What is meant by artificial intelligence?

There is currently no uniform definition for the term “artificial intelligence” (AI). In general, the term is understood as the ability of a machine to imitate human abilities such as logical thinking, learning, planning and creativity.

AI accesses huge amounts of data for this purpose. The access to this data is crucial, primarily because it can be used to train the algorithms of the AI. In this way, AI is not only enabled to solve complex tasks, but also to further develop itself.

The EU Commission, which is currently working on the so-called AI Regulation (“AI Act”) – meaning an EU-wide framework for regulating AI – uses the term “AI system” for legal purposes. Put briefly, the EU Commission understands the term AI system to mean software that uses certain technologies, such as machine learning, in order to generate output such as content, predictions, recommendations or decisions, to serve objectives defined by humans. Since this definition used by the EU Commission is rather broad, it results also in a broad scope of application for the proposed AI Regulation.

2#

What needs to be considered when developing artificial intelligence?

The basis for the development of AI applications is data. Since AI requires a large amount of data, data protection in particular is important in the development of AI.

Key requirements for the secure handling of data are set out in the General Data Protection Regulation (“GDPR”). According to the EU plans, the regulatory requirements of the new AI Regulation, which is currently being prepared at the EU level, will exist in parallel to the GDPR in the future. With respect to personal data, strict guidelines must be followed, in particular the principles of data minimization, data accuracy and purpose limitation in data processing.

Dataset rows

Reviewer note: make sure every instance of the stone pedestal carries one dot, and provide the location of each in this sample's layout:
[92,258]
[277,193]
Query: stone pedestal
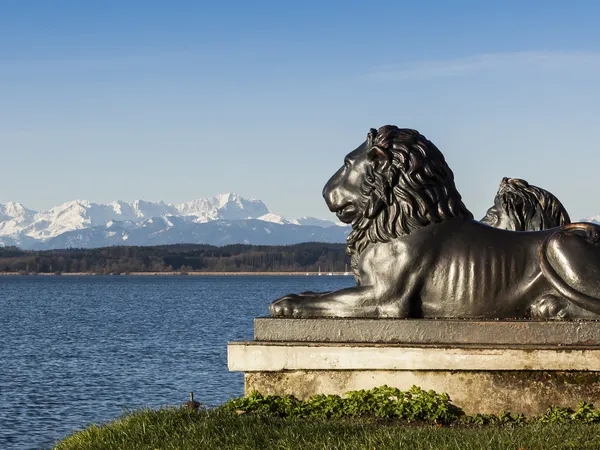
[485,367]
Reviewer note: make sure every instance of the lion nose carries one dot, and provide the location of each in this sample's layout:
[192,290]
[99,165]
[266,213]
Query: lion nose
[327,194]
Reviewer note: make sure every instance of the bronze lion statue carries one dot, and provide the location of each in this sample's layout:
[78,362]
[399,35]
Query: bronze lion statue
[417,252]
[520,206]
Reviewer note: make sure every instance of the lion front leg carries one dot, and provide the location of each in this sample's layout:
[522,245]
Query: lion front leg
[357,301]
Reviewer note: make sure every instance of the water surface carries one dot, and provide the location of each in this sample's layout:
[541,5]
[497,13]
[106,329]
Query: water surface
[80,350]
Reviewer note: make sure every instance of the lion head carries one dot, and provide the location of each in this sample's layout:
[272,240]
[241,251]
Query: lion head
[393,183]
[520,206]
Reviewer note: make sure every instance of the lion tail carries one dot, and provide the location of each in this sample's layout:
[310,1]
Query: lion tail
[570,261]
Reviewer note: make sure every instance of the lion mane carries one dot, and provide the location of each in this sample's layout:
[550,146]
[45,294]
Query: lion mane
[414,187]
[530,208]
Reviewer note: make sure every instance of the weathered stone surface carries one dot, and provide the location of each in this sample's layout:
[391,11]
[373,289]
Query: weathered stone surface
[528,392]
[274,357]
[429,331]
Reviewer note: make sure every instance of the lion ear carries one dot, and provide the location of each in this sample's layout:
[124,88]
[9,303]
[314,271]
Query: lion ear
[380,156]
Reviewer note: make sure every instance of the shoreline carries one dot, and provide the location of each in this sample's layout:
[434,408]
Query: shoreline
[192,273]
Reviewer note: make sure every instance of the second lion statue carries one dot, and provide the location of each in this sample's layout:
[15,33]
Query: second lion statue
[416,251]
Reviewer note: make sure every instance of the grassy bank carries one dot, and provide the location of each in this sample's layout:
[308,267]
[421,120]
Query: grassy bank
[379,418]
[220,429]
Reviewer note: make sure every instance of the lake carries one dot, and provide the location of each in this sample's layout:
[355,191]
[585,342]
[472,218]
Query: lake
[81,350]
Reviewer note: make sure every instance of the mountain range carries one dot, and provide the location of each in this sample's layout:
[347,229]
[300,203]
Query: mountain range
[220,220]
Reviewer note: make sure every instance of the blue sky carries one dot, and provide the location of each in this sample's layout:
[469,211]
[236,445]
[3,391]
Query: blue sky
[175,100]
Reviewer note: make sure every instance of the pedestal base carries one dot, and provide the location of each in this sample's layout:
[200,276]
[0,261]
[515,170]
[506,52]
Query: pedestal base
[480,378]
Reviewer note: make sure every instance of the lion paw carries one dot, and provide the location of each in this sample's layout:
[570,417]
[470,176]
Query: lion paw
[288,306]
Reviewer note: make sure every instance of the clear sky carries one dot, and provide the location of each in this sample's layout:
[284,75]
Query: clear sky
[176,100]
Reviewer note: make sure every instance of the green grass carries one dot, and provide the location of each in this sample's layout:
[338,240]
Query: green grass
[221,429]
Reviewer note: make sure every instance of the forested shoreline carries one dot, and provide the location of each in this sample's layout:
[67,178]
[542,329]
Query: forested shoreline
[306,257]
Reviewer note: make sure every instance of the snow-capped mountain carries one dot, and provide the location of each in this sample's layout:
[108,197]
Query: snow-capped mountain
[223,219]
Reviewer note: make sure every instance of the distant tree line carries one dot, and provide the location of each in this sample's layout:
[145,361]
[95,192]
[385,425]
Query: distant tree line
[307,257]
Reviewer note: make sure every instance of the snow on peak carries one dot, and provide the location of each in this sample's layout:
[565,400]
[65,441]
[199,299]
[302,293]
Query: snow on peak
[19,224]
[14,210]
[275,218]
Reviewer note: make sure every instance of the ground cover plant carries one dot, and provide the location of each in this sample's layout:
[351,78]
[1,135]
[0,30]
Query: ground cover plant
[374,419]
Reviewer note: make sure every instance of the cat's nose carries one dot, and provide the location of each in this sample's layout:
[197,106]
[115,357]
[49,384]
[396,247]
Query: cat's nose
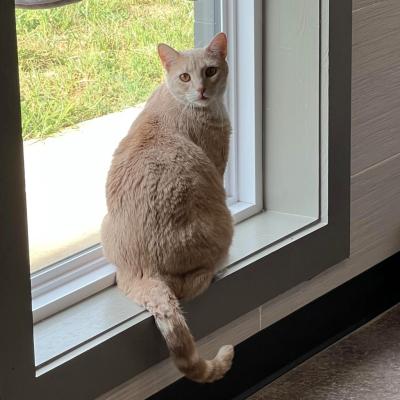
[201,90]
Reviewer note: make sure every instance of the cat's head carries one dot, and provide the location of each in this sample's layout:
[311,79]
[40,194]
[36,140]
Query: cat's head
[197,76]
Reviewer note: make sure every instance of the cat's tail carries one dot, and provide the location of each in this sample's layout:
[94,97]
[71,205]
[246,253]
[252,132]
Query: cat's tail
[161,302]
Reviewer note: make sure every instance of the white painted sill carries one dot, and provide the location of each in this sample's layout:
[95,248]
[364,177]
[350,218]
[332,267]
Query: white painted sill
[73,331]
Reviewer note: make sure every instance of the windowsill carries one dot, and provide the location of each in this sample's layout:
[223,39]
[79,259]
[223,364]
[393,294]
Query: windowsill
[75,330]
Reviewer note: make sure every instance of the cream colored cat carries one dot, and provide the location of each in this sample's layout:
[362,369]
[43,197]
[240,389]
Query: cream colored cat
[168,226]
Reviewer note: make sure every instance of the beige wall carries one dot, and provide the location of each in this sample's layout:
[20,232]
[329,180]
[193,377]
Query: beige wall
[375,185]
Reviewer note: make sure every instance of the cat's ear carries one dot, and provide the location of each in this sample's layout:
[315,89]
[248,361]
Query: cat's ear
[218,45]
[167,55]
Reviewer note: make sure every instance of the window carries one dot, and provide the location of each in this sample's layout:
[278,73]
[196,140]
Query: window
[104,80]
[287,243]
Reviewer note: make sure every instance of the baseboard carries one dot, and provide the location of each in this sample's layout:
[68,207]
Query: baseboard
[280,347]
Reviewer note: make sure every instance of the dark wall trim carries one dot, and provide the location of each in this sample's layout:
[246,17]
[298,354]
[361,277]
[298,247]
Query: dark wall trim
[282,346]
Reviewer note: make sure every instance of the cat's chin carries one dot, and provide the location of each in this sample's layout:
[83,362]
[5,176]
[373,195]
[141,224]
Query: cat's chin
[202,103]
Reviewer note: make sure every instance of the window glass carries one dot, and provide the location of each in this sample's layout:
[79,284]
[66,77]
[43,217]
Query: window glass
[85,71]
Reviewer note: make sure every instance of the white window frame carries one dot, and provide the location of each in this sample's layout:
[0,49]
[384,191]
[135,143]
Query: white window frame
[115,352]
[69,281]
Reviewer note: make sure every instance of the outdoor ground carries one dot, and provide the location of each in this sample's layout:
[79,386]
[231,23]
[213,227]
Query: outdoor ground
[93,58]
[93,61]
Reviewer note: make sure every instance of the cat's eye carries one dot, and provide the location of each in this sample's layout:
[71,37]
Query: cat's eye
[211,71]
[185,77]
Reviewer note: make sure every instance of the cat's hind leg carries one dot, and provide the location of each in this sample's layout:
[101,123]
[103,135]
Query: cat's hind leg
[193,283]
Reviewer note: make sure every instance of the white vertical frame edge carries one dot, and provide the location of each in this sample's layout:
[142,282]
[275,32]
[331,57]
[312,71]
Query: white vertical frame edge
[245,104]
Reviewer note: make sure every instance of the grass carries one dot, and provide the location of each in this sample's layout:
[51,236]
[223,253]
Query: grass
[93,58]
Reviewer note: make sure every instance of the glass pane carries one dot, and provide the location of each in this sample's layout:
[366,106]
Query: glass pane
[85,70]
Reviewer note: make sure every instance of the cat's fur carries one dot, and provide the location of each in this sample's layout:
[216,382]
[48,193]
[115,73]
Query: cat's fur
[168,226]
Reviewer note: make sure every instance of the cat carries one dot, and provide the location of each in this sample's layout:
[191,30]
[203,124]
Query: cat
[168,226]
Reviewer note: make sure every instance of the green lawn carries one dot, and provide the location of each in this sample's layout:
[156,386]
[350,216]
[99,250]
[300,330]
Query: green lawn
[93,58]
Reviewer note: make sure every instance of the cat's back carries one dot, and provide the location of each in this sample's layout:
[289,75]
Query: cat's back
[155,164]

Aim 1 |
Could you repeat, word for word, the part of the artificial intelligence text that opens with the words containing "Key requirements for" and closes with "in data processing."?
Aim 2 |
How would you sum up the artificial intelligence text in two sentences?
Aim 3 |
Which human abilities does the artificial intelligence text say a machine imitates?

Exercise result 1 |
Key requirements for the secure handling of data are set out in the General Data Protection Regulation (“GDPR”). According to the EU plans, the regulatory requirements of the new AI Regulation, which is currently being prepared at the EU level, will exist in parallel to the GDPR in the future. With respect to personal data, strict guidelines must be followed, in particular the principles of data minimization, data accuracy and purpose limitation in data processing.

Exercise result 2 |
There is no uniform definition of artificial intelligence, which is generally understood as a machine's ability to imitate human abilities, and the EU Commission uses the broad term "AI system" for its proposed AI Regulation. Because AI is built on large amounts of data, data protection is especially important in its development, and the key requirements set out in the GDPR will exist in parallel to the new AI Regulation.

Exercise result 3 |
- Logical thinking
- Learning
- Planning
- Creativity